··· PASSAGE PROVIDED
Introduction

• Overview
• Examples
  • A String Length Property
  • No Largest Natural Number
    • One Interpretation
    • A Different Interpretation
  • Something About People
• Differences From Propositional to Predicate Logic
  • Universal and Existential Quantifers
  • Unbounded Diversity of Semantic Domain Structures
  • Typed Higher-Order vs. Untyped First-Order
    • Older Version of this Subsection
  • From Model-Theoretic (Semantic), to Proof-Theoretic, Validity
• Propositions as Types: Predicate Logic in Lean 4

In predicate logic, whether first- or higher-order (as we discuss later), one speaks of worlds characterized in terms of entities (and in some predicate logics types of entities); functions in the world that take and return entities; and relations over objects represented by predicates. A predicate in turn is simply a proposition with placeholders (parameters) where specific objects can be plugged in to yield a proposition about them that in turn could be judged as either true or false. We say that an object or a tuple of objects satisfies a given predicate (is in the relation it specifies) when the resulting proposition about them is true. Predicate logics also support set theory: sets of objects and ways of speaking about all of the elements in a given set, or at least one element of a given set as satisfying some condition.

Overview

Predicate logic provides syntactic symbols to refer to such things, including constant and variable symbols (to refer to domain entities)); function names, referring to functions in the domains; and predicate names referring to properties of individual objects, or to relations among entities.

Prredicate logic adopts the logical operators and their usual truth-functional meanings from propositional logic, but now as composing smaller expressions in predicate logic.

Examples

We'll consider two examples.

A String Length Property

• character strings and natural numbers as entities
• a set of strings, e.g., containing three particular strings
• a function, called length, from any string to its length
• a relation, lexicographic less than or equal, on strings

Using this vocabulary we might then want to express the idea that all of the strings in the set have the same length, In the real predicate-logic-speak we would say that there is some natural number, n, such that n is the length of the first string, and of the second string, and of the third string in the set.

But rather than enumerating thos three explicitly (because, what if it were a million of them) we'll just use a universal ("for all") quantifier. The ∀ quantifier can be thought of as a generalized (n-ary) and (∧) operation. Thus, there is some n such that n is the length of every string in the set of them.

∃ (n : Nat), (∀ s ∈ strings), s.length = n

The truth of a proposition is evaluated over structure representing such worlds. One often views a proposition as specifying a property that one can then test individual worls for, yielding propositions that are then subject to ordinary proof construction efforts.

No Largest Natural Number

As an example in first-order predicate logic, we can write the expression, ∀n ∃m (m > n + 1). In English we'd pronounce this as "for every n there's an m such that m is greater than n."

To give semantic meaning to such an expression, we need to specify a semantic domain (the world about which the expression speaks), along interpretations that map the syntactic symbols in this expression to values in the domain. Only then could we evaluate the expression as being true or not in that domain.
······
▶ SHORT PROBLEM
Copy the predicate logic page again, beginning at the words "Using this vocabulary" and stopping after "in the set.", and swap in "positive integer" wherever "natural number" appears. The records have nothing to do with the predicate logic page.
··· PROVIDED MATERIAL
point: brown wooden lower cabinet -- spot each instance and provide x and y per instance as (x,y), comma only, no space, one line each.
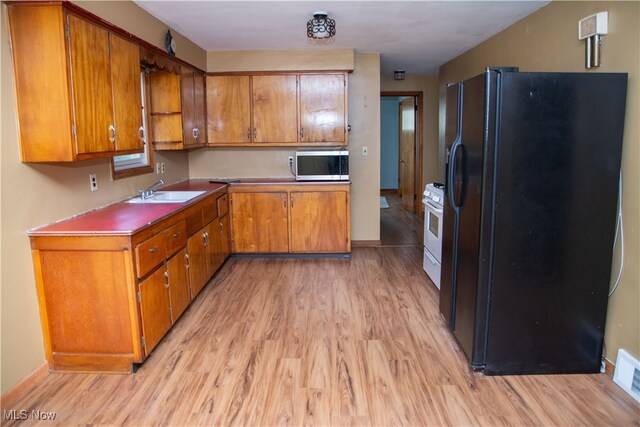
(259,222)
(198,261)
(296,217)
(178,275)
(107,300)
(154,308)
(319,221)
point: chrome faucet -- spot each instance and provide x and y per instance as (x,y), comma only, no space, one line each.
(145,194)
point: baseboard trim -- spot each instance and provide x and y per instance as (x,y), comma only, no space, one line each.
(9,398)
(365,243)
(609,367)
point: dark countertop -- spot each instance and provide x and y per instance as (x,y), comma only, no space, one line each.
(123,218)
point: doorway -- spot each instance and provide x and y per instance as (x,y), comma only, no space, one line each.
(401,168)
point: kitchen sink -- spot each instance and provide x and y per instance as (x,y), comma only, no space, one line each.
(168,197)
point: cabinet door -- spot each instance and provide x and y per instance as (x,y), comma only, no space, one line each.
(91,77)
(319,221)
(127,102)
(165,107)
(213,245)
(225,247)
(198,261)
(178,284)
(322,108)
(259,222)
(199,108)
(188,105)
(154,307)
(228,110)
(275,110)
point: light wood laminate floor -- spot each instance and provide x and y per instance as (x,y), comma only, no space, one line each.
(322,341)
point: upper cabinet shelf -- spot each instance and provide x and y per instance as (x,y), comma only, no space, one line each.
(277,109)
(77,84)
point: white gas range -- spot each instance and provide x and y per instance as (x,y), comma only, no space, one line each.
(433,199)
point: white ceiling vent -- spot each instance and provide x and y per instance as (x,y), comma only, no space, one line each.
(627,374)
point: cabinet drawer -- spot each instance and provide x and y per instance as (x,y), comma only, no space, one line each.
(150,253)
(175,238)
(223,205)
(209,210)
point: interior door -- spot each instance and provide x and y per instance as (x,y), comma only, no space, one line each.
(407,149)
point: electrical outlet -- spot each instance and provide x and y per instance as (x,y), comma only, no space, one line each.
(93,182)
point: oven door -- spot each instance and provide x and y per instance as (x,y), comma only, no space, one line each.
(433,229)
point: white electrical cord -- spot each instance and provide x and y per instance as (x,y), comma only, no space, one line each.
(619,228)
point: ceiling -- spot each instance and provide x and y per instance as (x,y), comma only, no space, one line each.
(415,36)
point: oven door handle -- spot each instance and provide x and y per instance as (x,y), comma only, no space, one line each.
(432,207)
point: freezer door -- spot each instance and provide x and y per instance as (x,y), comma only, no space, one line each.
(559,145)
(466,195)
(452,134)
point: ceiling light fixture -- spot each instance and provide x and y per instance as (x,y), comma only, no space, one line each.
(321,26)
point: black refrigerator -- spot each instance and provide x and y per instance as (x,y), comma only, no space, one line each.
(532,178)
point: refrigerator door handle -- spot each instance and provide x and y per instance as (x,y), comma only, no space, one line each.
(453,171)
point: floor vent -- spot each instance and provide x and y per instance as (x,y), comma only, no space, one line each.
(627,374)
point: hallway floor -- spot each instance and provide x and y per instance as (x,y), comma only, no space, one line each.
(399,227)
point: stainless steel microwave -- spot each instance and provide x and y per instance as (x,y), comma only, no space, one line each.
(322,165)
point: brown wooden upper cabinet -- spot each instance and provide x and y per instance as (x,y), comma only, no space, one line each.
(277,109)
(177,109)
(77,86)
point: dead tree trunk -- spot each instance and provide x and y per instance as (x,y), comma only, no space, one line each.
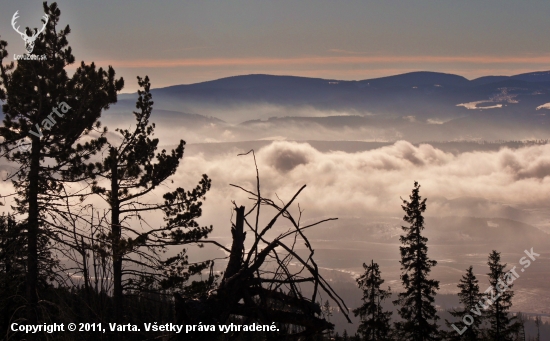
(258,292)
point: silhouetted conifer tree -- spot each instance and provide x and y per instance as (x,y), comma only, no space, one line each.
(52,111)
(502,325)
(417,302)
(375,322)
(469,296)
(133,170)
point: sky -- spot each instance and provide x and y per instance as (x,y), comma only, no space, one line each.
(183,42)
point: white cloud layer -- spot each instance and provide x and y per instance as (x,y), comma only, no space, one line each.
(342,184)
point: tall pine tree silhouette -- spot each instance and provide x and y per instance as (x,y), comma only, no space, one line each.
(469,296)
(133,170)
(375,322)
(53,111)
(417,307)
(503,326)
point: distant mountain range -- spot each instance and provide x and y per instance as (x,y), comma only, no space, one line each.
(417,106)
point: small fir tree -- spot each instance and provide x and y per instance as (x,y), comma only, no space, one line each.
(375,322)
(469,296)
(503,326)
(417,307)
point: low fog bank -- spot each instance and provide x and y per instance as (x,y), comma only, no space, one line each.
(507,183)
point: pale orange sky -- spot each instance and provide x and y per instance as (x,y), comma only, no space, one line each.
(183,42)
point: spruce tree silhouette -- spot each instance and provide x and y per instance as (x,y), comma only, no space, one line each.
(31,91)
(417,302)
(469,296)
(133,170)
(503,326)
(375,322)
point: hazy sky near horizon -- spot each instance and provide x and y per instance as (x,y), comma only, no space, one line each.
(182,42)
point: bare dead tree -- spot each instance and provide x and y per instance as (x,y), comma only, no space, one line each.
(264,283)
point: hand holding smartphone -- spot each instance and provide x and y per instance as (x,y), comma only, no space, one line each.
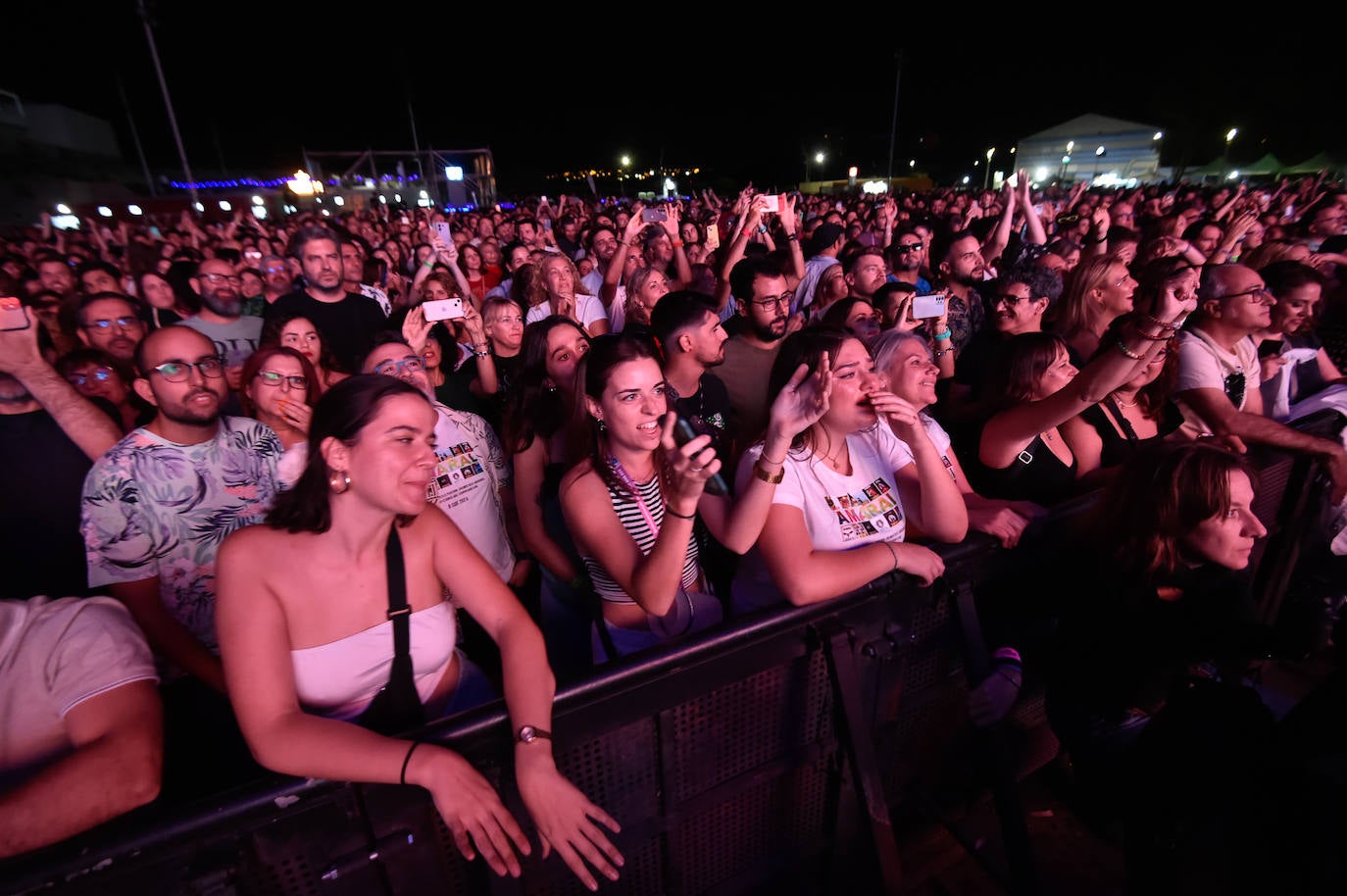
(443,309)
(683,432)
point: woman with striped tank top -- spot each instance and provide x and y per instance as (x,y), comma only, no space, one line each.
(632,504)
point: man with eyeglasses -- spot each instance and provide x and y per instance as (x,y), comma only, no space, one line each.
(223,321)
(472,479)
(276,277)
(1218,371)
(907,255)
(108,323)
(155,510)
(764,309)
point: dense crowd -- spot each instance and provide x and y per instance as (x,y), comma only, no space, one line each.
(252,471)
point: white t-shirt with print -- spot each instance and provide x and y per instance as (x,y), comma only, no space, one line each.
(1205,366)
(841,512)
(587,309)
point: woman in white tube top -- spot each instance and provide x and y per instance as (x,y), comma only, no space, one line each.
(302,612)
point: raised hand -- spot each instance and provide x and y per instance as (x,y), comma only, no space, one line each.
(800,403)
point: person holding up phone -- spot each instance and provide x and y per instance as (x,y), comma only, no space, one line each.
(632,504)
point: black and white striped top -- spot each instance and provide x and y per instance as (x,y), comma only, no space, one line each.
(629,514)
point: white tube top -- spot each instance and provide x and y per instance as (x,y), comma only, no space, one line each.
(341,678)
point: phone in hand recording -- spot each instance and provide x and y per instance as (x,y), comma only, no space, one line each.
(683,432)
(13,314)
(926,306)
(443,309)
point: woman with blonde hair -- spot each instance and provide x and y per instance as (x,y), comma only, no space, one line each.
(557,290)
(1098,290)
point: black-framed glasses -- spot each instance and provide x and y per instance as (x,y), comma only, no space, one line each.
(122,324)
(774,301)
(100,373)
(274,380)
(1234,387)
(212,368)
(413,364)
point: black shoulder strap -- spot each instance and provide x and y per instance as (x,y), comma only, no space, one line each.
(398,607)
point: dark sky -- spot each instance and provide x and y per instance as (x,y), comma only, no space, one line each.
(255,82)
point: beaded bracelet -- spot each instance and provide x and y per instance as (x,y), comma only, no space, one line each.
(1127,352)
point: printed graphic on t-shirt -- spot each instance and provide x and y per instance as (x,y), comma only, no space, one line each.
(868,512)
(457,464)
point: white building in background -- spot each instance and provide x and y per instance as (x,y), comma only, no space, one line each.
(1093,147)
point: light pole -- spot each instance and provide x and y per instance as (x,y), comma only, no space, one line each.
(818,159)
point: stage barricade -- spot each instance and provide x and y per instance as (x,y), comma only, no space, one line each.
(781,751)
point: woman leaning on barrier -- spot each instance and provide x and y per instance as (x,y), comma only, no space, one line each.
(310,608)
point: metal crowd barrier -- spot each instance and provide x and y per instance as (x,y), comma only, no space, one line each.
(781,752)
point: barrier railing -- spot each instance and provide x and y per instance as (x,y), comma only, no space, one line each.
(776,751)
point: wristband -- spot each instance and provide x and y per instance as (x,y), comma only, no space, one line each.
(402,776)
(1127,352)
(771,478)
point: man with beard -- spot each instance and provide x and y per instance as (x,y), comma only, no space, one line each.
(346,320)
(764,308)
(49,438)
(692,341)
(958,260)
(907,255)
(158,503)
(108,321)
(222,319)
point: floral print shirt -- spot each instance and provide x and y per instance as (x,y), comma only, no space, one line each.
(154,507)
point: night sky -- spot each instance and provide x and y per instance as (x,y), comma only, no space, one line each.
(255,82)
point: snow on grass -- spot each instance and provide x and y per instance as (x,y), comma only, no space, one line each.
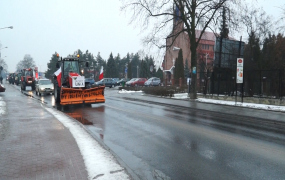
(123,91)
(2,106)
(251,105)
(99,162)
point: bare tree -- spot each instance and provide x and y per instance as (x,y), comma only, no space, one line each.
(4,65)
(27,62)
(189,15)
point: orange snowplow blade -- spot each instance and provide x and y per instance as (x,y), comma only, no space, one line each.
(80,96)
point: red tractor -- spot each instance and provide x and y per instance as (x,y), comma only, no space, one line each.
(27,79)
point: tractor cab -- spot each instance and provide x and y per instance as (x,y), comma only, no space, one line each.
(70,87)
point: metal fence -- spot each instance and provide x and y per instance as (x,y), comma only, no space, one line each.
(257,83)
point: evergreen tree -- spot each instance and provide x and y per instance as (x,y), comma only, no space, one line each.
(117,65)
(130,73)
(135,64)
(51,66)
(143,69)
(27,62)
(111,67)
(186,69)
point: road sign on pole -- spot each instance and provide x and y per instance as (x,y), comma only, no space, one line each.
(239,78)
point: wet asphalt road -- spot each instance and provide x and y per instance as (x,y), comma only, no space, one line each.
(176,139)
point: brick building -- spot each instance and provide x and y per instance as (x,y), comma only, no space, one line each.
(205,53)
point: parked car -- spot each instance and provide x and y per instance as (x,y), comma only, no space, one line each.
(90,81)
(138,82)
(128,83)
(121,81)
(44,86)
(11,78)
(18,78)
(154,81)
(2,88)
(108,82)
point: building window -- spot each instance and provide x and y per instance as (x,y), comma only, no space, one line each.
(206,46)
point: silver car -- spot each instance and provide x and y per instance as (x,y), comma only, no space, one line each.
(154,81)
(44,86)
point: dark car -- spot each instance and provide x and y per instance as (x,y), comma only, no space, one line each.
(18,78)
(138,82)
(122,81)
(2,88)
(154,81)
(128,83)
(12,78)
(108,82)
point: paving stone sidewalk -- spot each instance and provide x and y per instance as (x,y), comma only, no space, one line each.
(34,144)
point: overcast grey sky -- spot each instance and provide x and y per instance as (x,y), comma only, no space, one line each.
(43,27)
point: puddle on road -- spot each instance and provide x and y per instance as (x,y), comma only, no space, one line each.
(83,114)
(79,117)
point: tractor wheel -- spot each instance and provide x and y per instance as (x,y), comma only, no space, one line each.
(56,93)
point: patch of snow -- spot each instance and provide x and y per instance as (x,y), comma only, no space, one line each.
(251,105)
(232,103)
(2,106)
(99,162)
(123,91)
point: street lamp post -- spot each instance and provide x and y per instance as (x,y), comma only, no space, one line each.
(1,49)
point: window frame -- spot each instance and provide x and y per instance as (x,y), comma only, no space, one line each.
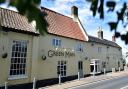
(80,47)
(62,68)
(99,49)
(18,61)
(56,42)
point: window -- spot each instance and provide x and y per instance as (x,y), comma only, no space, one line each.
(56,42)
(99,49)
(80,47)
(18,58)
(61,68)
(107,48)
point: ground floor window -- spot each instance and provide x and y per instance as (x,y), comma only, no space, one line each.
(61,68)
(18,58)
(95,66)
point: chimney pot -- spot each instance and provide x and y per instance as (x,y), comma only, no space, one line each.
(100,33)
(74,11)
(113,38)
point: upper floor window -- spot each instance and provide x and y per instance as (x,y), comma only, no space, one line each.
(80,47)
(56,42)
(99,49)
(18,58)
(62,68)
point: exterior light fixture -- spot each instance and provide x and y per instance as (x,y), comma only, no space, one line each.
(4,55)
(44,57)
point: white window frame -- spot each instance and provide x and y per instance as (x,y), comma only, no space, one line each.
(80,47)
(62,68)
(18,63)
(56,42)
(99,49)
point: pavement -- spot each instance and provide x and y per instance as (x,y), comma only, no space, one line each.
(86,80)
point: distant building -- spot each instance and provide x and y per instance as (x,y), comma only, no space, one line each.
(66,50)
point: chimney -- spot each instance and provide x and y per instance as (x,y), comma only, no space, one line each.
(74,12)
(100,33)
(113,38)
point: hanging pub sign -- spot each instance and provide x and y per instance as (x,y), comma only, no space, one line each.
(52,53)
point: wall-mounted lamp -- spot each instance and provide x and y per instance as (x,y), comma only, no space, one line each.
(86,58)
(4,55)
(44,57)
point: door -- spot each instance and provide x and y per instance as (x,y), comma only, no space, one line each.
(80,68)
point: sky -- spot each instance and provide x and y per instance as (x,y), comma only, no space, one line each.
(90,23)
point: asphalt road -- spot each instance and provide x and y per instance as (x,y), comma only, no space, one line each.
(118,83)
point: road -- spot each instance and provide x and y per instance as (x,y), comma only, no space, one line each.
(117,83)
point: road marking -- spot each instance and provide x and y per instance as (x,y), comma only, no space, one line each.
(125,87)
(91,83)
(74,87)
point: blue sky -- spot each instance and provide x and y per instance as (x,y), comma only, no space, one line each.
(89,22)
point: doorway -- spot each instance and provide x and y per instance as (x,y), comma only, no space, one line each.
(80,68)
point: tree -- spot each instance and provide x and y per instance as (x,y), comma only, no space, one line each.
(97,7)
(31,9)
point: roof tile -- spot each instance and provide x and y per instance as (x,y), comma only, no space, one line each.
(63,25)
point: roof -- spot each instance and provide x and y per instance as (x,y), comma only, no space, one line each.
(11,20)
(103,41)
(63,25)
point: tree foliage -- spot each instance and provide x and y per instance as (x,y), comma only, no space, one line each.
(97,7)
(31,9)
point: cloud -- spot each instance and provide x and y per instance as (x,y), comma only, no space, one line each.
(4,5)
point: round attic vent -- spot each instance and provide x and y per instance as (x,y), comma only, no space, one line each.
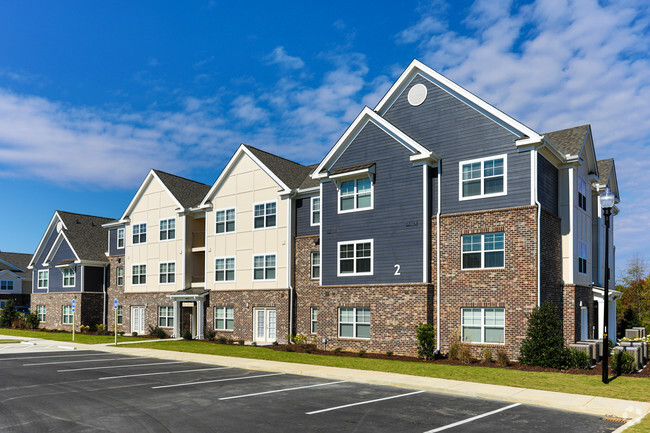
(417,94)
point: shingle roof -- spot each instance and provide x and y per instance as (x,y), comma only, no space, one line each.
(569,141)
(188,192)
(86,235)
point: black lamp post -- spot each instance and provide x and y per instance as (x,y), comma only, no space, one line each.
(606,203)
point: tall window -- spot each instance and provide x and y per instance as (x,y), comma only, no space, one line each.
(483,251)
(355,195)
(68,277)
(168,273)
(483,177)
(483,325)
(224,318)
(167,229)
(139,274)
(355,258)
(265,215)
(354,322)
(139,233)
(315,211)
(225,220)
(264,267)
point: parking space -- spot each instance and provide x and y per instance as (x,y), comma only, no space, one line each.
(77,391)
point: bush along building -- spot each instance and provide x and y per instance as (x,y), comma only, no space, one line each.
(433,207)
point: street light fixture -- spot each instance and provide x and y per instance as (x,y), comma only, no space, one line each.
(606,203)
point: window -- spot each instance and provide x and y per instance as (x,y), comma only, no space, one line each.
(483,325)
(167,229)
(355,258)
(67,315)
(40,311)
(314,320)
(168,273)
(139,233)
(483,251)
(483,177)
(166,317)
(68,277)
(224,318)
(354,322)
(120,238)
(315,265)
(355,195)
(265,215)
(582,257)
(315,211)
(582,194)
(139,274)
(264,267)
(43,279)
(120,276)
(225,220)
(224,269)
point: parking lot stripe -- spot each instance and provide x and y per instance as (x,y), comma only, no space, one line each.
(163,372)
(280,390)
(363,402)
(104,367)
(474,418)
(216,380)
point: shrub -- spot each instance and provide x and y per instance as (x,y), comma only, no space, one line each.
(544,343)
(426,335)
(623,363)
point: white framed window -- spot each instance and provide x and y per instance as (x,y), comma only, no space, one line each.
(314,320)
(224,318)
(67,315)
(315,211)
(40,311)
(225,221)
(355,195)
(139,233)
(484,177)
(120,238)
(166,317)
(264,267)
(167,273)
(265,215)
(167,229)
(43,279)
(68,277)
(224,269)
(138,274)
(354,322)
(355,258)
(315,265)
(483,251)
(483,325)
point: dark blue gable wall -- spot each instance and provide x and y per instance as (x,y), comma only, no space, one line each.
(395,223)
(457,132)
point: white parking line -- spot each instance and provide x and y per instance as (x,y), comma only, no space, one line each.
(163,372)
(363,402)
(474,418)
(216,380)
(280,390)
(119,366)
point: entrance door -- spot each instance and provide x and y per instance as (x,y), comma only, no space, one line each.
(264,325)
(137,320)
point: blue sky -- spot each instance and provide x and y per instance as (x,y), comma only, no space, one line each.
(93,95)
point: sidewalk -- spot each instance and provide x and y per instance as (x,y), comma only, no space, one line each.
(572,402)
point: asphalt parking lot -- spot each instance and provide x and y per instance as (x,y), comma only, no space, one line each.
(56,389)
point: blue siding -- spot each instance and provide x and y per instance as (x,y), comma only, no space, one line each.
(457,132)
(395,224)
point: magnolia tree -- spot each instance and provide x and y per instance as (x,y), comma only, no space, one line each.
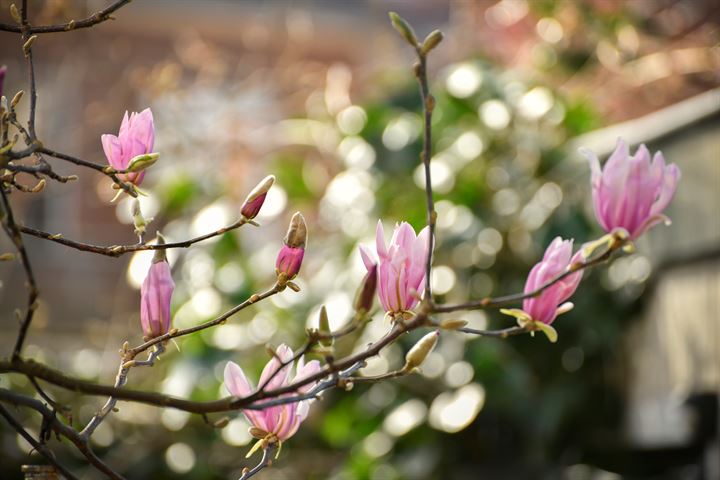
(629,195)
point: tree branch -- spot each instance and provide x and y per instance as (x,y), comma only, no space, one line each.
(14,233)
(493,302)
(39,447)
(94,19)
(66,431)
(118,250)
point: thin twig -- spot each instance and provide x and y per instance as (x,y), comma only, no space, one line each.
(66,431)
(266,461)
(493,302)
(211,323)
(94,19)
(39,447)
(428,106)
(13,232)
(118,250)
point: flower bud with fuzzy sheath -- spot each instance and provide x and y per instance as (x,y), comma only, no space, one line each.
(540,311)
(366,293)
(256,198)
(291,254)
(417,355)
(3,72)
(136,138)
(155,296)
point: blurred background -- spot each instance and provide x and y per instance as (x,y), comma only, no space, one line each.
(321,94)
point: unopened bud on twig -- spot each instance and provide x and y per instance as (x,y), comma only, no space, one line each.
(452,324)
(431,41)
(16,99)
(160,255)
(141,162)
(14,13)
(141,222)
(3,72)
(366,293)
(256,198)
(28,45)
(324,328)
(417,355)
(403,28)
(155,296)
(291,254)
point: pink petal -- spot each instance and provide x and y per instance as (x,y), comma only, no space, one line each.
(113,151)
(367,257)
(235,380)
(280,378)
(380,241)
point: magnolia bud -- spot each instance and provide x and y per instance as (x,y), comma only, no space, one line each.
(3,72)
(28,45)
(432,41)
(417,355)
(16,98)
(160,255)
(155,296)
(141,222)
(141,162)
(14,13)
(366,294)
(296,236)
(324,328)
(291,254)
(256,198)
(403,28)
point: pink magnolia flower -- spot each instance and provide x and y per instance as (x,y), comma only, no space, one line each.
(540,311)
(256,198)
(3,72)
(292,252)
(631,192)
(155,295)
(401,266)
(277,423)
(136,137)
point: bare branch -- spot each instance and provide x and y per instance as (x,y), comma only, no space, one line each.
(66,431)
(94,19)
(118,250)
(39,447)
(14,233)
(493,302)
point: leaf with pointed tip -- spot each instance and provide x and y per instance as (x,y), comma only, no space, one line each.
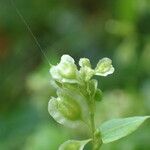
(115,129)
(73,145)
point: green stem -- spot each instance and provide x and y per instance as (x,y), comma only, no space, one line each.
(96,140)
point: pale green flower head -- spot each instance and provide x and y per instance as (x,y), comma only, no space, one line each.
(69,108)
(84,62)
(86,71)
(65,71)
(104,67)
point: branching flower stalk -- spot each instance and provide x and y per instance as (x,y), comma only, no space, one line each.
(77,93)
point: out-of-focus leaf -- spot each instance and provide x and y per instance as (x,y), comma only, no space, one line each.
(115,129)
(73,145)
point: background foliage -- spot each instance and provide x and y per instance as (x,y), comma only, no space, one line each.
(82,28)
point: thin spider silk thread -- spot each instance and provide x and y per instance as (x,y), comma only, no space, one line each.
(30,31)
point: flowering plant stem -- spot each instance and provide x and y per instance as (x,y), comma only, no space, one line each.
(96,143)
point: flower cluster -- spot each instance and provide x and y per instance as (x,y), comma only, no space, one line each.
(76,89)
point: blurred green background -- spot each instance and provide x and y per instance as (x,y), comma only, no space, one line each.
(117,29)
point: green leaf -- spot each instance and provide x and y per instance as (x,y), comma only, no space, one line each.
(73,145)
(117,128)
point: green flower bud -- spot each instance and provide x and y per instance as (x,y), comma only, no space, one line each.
······
▶ ANSWER IN FULL
Using this vocabulary we might then want to express the idea that all of the strings in the set have the same length, In the real predicate-logic-speak we would say that there is some positive integer, n, such that n is the length of the first string, and of the second string, and of the third string in the set.